— Directions for this task —
Update the lines below by replacing "Isolate" with "Separate" throughout, leaving everything else as it is.

Records from a collection:
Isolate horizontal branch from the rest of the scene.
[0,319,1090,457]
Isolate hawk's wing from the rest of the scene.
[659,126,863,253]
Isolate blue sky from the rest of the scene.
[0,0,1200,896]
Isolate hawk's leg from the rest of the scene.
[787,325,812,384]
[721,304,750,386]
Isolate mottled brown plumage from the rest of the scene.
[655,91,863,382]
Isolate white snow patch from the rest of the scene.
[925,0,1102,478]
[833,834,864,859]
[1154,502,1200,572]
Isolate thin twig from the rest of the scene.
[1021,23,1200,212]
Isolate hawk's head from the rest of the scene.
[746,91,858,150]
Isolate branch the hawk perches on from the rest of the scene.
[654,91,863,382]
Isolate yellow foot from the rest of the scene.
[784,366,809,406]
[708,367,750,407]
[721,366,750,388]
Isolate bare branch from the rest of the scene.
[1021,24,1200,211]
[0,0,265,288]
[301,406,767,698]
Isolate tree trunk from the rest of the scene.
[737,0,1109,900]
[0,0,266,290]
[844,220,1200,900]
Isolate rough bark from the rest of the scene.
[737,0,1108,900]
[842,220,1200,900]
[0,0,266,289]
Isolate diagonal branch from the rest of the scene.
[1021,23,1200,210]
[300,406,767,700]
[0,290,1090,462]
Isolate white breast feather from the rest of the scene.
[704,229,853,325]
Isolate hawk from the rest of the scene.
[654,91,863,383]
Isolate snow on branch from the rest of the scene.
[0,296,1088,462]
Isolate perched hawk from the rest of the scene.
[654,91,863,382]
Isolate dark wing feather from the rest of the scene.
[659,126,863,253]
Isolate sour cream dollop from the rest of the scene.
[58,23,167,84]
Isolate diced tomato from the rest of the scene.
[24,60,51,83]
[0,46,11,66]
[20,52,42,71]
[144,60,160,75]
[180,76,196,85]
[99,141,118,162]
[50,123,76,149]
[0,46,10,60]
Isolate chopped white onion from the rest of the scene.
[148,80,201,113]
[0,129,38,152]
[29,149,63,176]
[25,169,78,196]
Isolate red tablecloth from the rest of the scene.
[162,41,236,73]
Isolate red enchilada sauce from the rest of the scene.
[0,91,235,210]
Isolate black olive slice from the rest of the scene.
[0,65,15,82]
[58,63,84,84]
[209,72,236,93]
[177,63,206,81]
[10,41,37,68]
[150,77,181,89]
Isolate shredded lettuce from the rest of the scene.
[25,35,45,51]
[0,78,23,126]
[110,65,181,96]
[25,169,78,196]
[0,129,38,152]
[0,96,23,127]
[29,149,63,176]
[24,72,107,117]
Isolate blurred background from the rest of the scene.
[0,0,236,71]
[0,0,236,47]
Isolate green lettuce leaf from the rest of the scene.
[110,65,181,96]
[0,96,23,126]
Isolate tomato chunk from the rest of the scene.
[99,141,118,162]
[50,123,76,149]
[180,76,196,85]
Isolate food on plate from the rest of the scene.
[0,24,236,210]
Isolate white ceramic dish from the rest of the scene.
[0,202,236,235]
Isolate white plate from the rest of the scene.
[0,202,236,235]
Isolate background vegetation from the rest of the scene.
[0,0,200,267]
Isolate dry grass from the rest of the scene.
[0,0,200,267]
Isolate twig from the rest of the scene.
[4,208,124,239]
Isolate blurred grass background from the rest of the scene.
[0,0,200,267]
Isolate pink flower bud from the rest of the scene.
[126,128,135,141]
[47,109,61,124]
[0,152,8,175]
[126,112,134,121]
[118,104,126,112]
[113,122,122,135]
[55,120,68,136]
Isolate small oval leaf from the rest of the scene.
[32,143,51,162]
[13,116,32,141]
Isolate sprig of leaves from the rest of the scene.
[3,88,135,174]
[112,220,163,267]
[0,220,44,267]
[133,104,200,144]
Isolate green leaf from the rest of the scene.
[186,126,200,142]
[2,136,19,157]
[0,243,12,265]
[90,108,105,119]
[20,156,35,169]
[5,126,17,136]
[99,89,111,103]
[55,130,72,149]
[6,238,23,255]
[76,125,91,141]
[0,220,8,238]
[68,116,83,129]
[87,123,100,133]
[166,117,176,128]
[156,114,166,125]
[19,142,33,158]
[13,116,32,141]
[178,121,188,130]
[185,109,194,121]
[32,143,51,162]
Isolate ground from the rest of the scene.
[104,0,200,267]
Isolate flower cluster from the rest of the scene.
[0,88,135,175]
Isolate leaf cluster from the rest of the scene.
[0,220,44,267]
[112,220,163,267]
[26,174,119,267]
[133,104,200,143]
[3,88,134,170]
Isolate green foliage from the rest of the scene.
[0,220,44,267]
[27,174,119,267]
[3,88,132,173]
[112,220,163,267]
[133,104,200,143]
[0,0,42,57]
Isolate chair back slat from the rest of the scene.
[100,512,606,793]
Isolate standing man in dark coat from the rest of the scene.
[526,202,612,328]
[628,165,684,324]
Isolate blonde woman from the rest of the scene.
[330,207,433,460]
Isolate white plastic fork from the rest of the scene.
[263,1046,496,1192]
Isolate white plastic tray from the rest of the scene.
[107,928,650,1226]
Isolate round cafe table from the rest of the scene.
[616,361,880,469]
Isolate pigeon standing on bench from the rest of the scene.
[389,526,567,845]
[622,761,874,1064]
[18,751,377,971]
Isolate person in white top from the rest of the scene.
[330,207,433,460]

— Result below —
Separate horizontal branch from the rest of the scene.
[0,319,1090,457]
Separate hawk's wing from the rest of the scene.
[659,126,863,253]
Separate blue sky from the rest of the scene.
[0,0,1200,896]
Separate hawk's leg from the rest of the scene.
[787,325,812,384]
[721,304,750,386]
Separate mottled brown plumage from the rest of the scene.
[655,91,863,382]
Separate white snow patch from the rest of the scene.
[925,0,1102,478]
[833,834,864,859]
[1154,502,1200,572]
Separate thin twig from the rest of the scene.
[1021,23,1200,212]
Separate hawk's head from the rest of the scene.
[746,91,858,150]
Separate branch the hawk perches on from the rest of the scene.
[654,91,863,382]
Separate yellow foot from the rest of the scene.
[784,366,809,406]
[708,367,750,407]
[721,366,750,388]
Separate bare branch from the rest of the scene.
[1021,24,1200,211]
[0,0,265,288]
[301,406,767,698]
Separate tree trunk from the rest of the scene.
[737,0,1109,900]
[0,0,266,290]
[844,220,1200,900]
Separate rough bark from the rest of the scene.
[737,0,1108,900]
[842,220,1200,900]
[0,0,266,289]
Separate diagonal branch from the rest of the scene.
[1021,23,1200,210]
[300,406,767,700]
[0,290,1090,462]
Separate white breast feather from the rest of the scene.
[704,229,853,325]
Separate hawk from the rest of the scene.
[654,91,863,383]
Separate snow on branch from the rest of the scene.
[0,296,1088,462]
Separate perched hawk from the rest of the scene.
[654,91,863,382]
Separate dark wing feather from the rest of the scene.
[659,126,863,253]
Separate sour cream dollop from the rest of the scene.
[58,23,167,84]
Separate diced tomato from the rest of the scene.
[24,60,51,83]
[0,46,11,66]
[20,52,42,71]
[144,60,160,75]
[180,76,196,85]
[99,141,118,162]
[50,123,76,149]
[0,46,10,60]
Separate chopped white onion from the rest of the scene.
[148,80,201,113]
[0,129,38,152]
[29,149,63,176]
[25,169,78,196]
Separate red tablecloth from the rest of the scene.
[162,41,236,73]
Separate red enchilada sauce from the rest of the scene.
[0,91,235,210]
Separate black olive slice from the rest of the scene.
[0,65,15,82]
[58,63,84,84]
[209,72,236,93]
[177,63,206,81]
[10,41,37,68]
[150,77,181,89]
Separate shredded lettuce from the rest of the scene.
[25,35,45,51]
[0,78,23,126]
[110,65,181,96]
[25,169,78,196]
[0,129,38,152]
[0,96,23,127]
[29,149,63,176]
[24,72,107,117]
Separate blurred background from the rest of the scene.
[0,0,236,71]
[0,0,236,47]
Separate green lettuce leaf from the rest of the scene.
[110,65,181,96]
[0,96,23,126]
Separate tomato chunk from the rest of the scene.
[99,141,118,162]
[50,123,76,149]
[180,76,196,85]
Separate food on plate from the rest of the scene.
[0,24,236,210]
Separate white ceramic dish from the rest of the scene.
[0,202,236,235]
Separate white plate from the rest of the scene.
[0,202,236,235]
Separate background vegetation from the rest of the scene.
[0,0,200,267]
Separate dry grass from the rest of the scene.
[0,0,200,267]
Separate twig from the rest of the scene.
[4,208,124,239]
Separate blurred grass background from the rest of the scene.
[0,0,200,267]
Separate pink flower bud from the rest of the scene.
[126,128,135,141]
[47,109,61,124]
[0,152,8,175]
[126,112,134,121]
[118,104,126,112]
[113,122,122,135]
[55,120,68,136]
Separate small oval leaf from the rest of the scene.
[32,143,51,162]
[13,116,32,141]
Separate sprig of leaves from the rest of the scene.
[3,88,135,174]
[112,220,163,267]
[0,220,44,267]
[133,104,200,144]
Separate green leaf from the rest of the scene.
[186,126,200,142]
[2,136,19,157]
[0,243,12,265]
[90,108,105,119]
[20,156,35,169]
[5,126,17,136]
[99,89,111,103]
[55,130,72,149]
[6,238,23,255]
[76,125,91,141]
[0,220,8,238]
[68,116,83,129]
[87,123,100,133]
[166,117,176,128]
[156,114,166,125]
[19,142,33,158]
[13,116,32,141]
[178,121,188,130]
[185,109,194,121]
[32,143,51,162]
Separate ground from the rest of the scene.
[104,0,200,267]
Separate flower cluster from the rest of the scene.
[0,88,135,175]
Separate leaf cluster from the rest of the scene.
[0,220,44,267]
[112,220,163,267]
[26,174,119,267]
[133,104,200,143]
[3,88,134,170]
Separate green foliage from the rest of the scene.
[0,220,44,267]
[27,174,119,267]
[3,88,132,173]
[112,220,163,267]
[133,104,200,143]
[0,0,42,57]
Separate chair back slat from the rest of the scene.
[100,512,606,793]
Separate standing man in dark coat from the rest of the scene.
[526,202,612,328]
[628,165,684,324]
Separate blonde woman from the rest of the scene.
[330,207,433,460]
Separate white plastic fork from the rest of the scene.
[263,1046,496,1192]
Separate white plastic tray from the rest of the scene.
[107,928,650,1226]
Separate round cafe table from the rest of the scene.
[616,361,880,469]
Separate pigeon standing on bench from the rest of the scene.
[389,526,567,845]
[622,761,874,1064]
[18,751,377,971]
Separate person in white top from the rest of the scene.
[330,207,433,460]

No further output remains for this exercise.